## Rows for bounding box labeling
===============

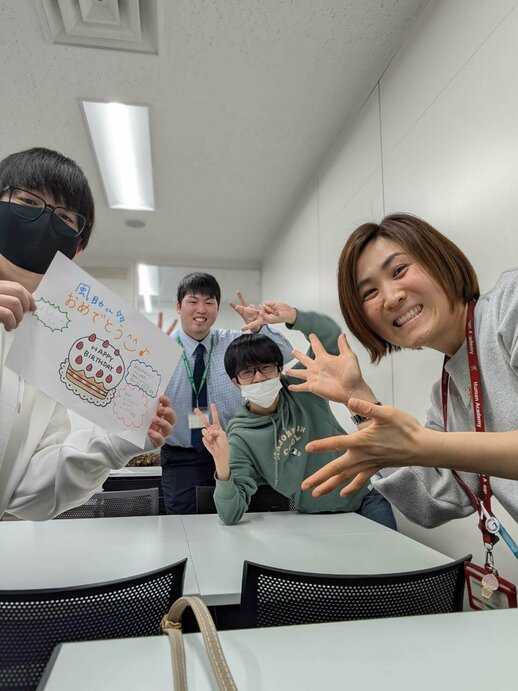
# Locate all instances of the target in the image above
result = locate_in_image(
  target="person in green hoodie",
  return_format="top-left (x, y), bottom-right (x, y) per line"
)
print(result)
top-left (197, 301), bottom-right (396, 529)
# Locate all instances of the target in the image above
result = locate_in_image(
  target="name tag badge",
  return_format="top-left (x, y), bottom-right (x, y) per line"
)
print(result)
top-left (188, 408), bottom-right (210, 429)
top-left (464, 562), bottom-right (516, 609)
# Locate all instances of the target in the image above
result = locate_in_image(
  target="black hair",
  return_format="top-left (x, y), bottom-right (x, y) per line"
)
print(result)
top-left (224, 334), bottom-right (283, 379)
top-left (0, 147), bottom-right (95, 249)
top-left (176, 271), bottom-right (221, 307)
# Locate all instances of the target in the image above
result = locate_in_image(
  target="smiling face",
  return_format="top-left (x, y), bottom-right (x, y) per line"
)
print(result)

===============

## PROBLEM TO SOLVE
Could you copy the rows from the start through the line holding "top-left (197, 301), bottom-right (396, 529)", inclusive, and swap "green hoodie" for "blue jacket" while keeping everything else identical? Leave out the pictures.

## ANSWER TO THIS TASK
# Locate all instances of the target in the image above
result = locate_in_image(
  target="person in blue jacket",
  return_format="top-left (x, y), bottom-right (x, y) per line"
)
print(result)
top-left (197, 301), bottom-right (396, 529)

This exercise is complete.